Stored dataset items:

*** Block opens ***

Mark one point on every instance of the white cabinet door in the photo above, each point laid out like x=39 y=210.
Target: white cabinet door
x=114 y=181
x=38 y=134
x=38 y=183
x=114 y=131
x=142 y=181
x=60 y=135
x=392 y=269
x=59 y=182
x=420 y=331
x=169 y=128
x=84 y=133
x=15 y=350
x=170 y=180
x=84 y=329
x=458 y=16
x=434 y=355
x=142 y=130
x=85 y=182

*** Block closes ***

**TRY IT:** The entries above should be set down again exactly as they appear.

**SOLUTION TO THE EXERCISE:**
Mark one point on every instance of the white cabinet door in the photo above, each point laid out like x=39 y=210.
Target: white cabinet door
x=114 y=181
x=38 y=134
x=38 y=183
x=114 y=131
x=142 y=181
x=60 y=135
x=392 y=269
x=59 y=182
x=420 y=331
x=169 y=128
x=84 y=133
x=15 y=350
x=170 y=180
x=84 y=329
x=458 y=16
x=434 y=355
x=142 y=130
x=85 y=182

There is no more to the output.